Exercise directions ::
Lay out each line of the records below as a numbered list, skipping the blank lines.

Entries provided ::

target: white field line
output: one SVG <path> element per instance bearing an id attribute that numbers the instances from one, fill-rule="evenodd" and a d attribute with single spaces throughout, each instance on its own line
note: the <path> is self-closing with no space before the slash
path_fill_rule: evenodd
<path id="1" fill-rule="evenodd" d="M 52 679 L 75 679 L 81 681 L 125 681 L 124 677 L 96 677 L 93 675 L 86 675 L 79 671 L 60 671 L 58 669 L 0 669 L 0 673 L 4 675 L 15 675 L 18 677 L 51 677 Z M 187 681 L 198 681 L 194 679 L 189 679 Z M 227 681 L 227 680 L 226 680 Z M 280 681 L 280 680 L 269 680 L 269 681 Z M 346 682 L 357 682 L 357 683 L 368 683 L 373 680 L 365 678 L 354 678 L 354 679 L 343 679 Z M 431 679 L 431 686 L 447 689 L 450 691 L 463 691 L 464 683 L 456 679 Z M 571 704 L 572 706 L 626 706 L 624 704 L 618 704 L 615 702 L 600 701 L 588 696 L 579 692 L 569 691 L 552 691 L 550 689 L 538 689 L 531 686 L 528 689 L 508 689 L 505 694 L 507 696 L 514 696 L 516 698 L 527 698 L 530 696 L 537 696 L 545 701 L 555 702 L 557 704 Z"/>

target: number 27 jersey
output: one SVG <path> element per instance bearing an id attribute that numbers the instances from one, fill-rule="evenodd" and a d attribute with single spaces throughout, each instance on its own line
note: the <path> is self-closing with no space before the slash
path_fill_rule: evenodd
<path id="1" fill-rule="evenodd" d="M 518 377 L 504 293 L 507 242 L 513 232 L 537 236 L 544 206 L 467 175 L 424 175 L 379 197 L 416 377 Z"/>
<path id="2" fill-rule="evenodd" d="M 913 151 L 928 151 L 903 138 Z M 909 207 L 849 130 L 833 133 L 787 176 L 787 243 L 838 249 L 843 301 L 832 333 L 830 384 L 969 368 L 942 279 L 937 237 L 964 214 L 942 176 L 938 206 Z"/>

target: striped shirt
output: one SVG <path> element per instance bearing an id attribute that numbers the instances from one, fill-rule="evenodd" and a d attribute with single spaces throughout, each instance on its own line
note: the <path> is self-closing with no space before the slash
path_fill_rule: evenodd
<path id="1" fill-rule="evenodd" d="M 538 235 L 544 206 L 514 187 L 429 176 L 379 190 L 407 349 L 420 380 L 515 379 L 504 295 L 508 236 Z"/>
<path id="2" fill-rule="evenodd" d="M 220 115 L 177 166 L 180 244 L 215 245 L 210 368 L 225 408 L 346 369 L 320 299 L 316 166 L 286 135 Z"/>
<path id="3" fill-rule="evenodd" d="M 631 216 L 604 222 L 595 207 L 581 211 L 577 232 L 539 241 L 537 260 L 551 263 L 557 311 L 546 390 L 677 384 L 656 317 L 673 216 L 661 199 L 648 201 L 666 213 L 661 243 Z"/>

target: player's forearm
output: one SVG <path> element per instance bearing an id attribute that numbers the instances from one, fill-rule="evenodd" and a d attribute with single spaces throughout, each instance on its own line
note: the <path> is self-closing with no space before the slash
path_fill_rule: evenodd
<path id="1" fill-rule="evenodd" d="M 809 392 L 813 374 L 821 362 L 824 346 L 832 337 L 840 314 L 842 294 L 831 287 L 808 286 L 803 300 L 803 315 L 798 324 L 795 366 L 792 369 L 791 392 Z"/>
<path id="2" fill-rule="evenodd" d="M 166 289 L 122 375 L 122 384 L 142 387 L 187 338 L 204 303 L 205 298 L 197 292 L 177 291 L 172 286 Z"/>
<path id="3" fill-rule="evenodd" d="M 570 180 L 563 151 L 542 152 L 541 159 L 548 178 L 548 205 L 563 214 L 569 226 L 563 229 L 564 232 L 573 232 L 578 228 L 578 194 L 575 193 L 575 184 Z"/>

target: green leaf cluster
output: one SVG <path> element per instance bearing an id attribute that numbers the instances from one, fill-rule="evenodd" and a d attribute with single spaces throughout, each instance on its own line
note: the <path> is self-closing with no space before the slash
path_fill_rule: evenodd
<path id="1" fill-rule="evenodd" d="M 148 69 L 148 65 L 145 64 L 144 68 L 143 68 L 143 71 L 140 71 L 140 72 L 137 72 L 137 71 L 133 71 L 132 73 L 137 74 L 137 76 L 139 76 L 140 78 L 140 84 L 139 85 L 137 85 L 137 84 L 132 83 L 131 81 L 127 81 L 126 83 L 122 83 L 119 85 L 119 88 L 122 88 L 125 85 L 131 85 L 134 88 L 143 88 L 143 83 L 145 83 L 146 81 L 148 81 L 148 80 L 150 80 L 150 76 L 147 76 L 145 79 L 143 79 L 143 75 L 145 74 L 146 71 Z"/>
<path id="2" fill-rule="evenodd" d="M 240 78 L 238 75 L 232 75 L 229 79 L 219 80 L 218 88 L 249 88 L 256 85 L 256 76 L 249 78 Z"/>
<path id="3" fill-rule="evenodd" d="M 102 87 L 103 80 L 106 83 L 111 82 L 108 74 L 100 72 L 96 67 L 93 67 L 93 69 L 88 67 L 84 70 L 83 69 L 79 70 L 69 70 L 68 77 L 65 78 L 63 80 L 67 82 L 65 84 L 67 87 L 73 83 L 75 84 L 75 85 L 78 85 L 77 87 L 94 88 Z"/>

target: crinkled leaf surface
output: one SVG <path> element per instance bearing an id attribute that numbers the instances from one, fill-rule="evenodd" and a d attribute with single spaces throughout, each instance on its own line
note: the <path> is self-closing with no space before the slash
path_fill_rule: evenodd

Correct response ::
1. target: white field line
2. output: one SVG <path> element per instance bearing an id attribute that numbers the instances from one, fill-rule="evenodd" and a d attribute with single spaces throughout, each instance on its own line
3. note: the <path> is self-closing with no space before the slash
4. path_fill_rule: evenodd
5. <path id="1" fill-rule="evenodd" d="M 52 679 L 75 679 L 81 681 L 125 681 L 124 677 L 96 677 L 93 675 L 86 675 L 79 671 L 60 671 L 58 669 L 0 669 L 0 673 L 4 675 L 15 675 L 18 677 L 51 677 Z M 187 681 L 198 681 L 194 679 L 189 679 Z M 227 681 L 227 680 L 226 680 Z M 280 681 L 280 680 L 269 680 L 269 681 Z M 346 682 L 357 682 L 357 683 L 368 683 L 373 680 L 365 678 L 354 678 L 354 679 L 343 679 Z M 431 679 L 431 686 L 447 689 L 450 691 L 463 691 L 464 683 L 456 679 Z M 571 704 L 572 706 L 626 706 L 624 704 L 618 704 L 615 702 L 600 701 L 588 696 L 579 692 L 569 691 L 552 691 L 550 689 L 538 689 L 531 686 L 528 689 L 508 689 L 505 694 L 507 696 L 514 696 L 516 698 L 527 698 L 530 696 L 537 696 L 545 701 L 555 702 L 557 704 Z"/>
6. target: number 27 jersey
7. output: one SVG <path> element per instance bearing an id attribute that numbers the instances from one, fill-rule="evenodd" and a d attribute with single spaces throughout, each instance on its own line
8. note: the <path> is self-closing with no space before the slash
9. path_fill_rule: evenodd
10. <path id="1" fill-rule="evenodd" d="M 518 377 L 504 293 L 507 242 L 513 232 L 537 236 L 544 206 L 467 175 L 424 175 L 379 197 L 416 377 Z"/>
11. <path id="2" fill-rule="evenodd" d="M 913 151 L 928 151 L 903 138 Z M 909 207 L 849 130 L 833 133 L 787 176 L 787 243 L 838 249 L 843 301 L 832 333 L 830 384 L 969 368 L 942 279 L 937 237 L 964 214 L 942 176 L 938 206 Z"/>
12. target: striped shirt
13. output: one SVG <path> element per instance bearing an id attribute that numbers the instances from one, fill-rule="evenodd" and a d attribute with single spaces throughout, each instance on its own line
14. note: the <path> is self-closing with no space before the slash
15. path_fill_rule: evenodd
16. <path id="1" fill-rule="evenodd" d="M 538 235 L 544 206 L 514 187 L 429 176 L 379 190 L 407 349 L 420 380 L 515 379 L 504 295 L 508 236 Z"/>
17. <path id="2" fill-rule="evenodd" d="M 220 115 L 177 166 L 180 244 L 215 245 L 210 368 L 225 408 L 346 369 L 320 299 L 316 166 L 286 135 Z"/>
18. <path id="3" fill-rule="evenodd" d="M 631 216 L 604 222 L 595 207 L 581 211 L 577 232 L 539 241 L 537 260 L 551 263 L 557 311 L 546 390 L 677 384 L 656 317 L 673 216 L 661 199 L 648 201 L 666 213 L 661 243 Z"/>
19. target: player's forearm
20. output: one SVG <path> element per instance bearing an id attribute that numbers the instances from one, fill-rule="evenodd" and a d attribute with single spaces throughout, each instance on its own line
21. note: the <path> is self-closing with no space before the slash
22. path_fill_rule: evenodd
23. <path id="1" fill-rule="evenodd" d="M 809 392 L 813 374 L 821 362 L 824 346 L 832 337 L 840 314 L 842 294 L 831 287 L 808 286 L 803 300 L 803 315 L 798 324 L 795 366 L 792 369 L 791 392 Z"/>
24. <path id="2" fill-rule="evenodd" d="M 166 289 L 122 375 L 122 384 L 142 387 L 187 338 L 204 303 L 205 298 L 197 292 L 177 291 L 172 286 Z"/>
25. <path id="3" fill-rule="evenodd" d="M 570 180 L 563 151 L 542 152 L 541 159 L 548 178 L 548 205 L 563 214 L 569 226 L 563 229 L 564 232 L 573 232 L 578 228 L 578 194 L 575 193 L 575 184 Z"/>
26. target: green leaf cluster
27. output: one SVG <path> element per instance bearing an id attribute that numbers the instances from one, fill-rule="evenodd" and a d attribute with single spaces throughout, each instance on its own line
28. note: the <path> is self-closing with no space before the slash
29. path_fill_rule: evenodd
30. <path id="1" fill-rule="evenodd" d="M 148 69 L 148 65 L 145 64 L 144 68 L 143 68 L 143 71 L 140 71 L 140 72 L 137 72 L 137 71 L 133 71 L 132 73 L 137 74 L 137 76 L 139 76 L 140 78 L 140 84 L 139 85 L 137 85 L 137 84 L 132 83 L 131 81 L 127 81 L 126 83 L 122 83 L 119 85 L 119 88 L 122 88 L 125 85 L 131 85 L 134 88 L 143 88 L 143 83 L 145 83 L 146 81 L 148 81 L 148 80 L 150 80 L 150 76 L 147 76 L 145 79 L 143 79 L 143 75 L 145 74 L 146 71 Z"/>
31. <path id="2" fill-rule="evenodd" d="M 240 78 L 238 75 L 232 75 L 229 79 L 219 80 L 218 88 L 249 88 L 256 85 L 256 76 L 249 78 Z"/>
32. <path id="3" fill-rule="evenodd" d="M 102 87 L 103 80 L 106 83 L 111 82 L 108 74 L 100 72 L 96 67 L 93 67 L 93 69 L 88 67 L 84 70 L 83 69 L 79 70 L 69 70 L 68 77 L 65 78 L 63 80 L 67 82 L 65 84 L 67 87 L 73 83 L 75 84 L 75 85 L 78 85 L 77 87 L 94 88 Z"/>
33. target: crinkled leaf surface
34. output: one SVG <path> element per instance bearing an id attribute that numbers the instances from one, fill-rule="evenodd" and a d attribute with single spaces throughout, each instance on its own line
35. note: the <path> is self-closing with no space before the slash
36. path_fill_rule: evenodd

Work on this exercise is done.